TASK INSTRUCTIONS: Show each line below that contains the word "outline".
--*--
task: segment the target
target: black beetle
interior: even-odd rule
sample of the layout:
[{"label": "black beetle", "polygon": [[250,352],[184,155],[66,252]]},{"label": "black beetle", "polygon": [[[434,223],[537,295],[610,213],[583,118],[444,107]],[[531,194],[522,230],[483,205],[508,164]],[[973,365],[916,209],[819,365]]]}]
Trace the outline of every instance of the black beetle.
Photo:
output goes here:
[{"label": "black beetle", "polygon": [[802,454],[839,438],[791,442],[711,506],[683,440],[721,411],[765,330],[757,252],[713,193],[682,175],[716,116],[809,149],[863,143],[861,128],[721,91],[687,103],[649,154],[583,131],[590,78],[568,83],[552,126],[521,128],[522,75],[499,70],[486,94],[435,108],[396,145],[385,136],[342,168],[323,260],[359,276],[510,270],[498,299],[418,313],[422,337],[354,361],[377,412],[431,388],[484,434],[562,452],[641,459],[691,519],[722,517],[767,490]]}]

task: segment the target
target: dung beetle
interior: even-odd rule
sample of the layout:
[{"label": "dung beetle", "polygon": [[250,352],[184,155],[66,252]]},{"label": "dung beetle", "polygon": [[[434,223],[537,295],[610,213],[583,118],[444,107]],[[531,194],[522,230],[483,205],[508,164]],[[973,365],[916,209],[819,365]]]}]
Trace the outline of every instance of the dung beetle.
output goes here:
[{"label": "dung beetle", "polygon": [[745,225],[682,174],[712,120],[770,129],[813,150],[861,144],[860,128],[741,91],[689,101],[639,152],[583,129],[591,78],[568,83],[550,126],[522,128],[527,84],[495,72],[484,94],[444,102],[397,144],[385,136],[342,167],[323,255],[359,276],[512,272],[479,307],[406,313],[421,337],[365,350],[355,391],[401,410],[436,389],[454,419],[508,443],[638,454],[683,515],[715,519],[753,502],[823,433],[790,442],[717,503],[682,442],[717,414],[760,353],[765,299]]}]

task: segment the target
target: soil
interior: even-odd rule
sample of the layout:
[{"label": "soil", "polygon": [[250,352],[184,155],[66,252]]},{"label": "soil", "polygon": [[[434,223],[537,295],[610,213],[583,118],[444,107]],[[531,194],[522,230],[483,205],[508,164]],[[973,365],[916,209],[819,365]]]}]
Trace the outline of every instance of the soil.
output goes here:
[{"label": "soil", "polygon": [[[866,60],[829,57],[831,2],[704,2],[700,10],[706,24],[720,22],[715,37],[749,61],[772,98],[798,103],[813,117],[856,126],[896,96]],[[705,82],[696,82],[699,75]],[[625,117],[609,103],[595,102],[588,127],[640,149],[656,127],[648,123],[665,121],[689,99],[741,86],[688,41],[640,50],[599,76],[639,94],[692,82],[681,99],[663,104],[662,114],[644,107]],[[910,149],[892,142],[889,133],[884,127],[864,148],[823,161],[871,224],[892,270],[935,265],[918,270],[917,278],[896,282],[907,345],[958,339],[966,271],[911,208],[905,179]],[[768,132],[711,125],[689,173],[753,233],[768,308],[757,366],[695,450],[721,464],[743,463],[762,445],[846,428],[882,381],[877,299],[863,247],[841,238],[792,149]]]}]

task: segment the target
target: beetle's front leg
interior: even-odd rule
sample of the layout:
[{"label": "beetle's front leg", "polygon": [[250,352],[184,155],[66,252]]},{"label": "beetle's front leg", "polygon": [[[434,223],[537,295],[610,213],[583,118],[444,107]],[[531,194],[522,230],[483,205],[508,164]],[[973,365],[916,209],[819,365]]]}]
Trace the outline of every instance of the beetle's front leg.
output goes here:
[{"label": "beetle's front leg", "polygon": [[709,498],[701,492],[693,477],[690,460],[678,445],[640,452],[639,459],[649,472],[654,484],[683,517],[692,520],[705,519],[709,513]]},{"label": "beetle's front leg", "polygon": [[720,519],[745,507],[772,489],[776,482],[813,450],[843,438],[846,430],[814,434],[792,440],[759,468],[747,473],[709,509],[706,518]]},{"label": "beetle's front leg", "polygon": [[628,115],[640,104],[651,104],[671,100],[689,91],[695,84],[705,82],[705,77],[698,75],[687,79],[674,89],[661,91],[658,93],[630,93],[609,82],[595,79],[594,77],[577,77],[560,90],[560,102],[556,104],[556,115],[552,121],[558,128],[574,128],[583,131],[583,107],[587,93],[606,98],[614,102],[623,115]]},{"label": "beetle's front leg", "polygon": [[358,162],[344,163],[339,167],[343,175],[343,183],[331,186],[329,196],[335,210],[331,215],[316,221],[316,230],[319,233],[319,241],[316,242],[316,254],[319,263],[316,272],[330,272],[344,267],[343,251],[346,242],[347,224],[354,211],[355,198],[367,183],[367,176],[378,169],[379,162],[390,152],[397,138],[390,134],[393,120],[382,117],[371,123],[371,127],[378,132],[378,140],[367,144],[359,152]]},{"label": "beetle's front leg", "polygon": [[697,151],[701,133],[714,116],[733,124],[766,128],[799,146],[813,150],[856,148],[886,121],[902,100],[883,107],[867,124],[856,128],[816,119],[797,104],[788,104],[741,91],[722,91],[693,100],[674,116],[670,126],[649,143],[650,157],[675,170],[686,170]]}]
--*--
OUTPUT FOR THIS TASK:
Trace the outline of every instance of the black beetle.
Trace the outline of every instance of the dung beetle.
Trace the outline of every instance of the soil.
Trace the outline of every instance of the beetle's front leg.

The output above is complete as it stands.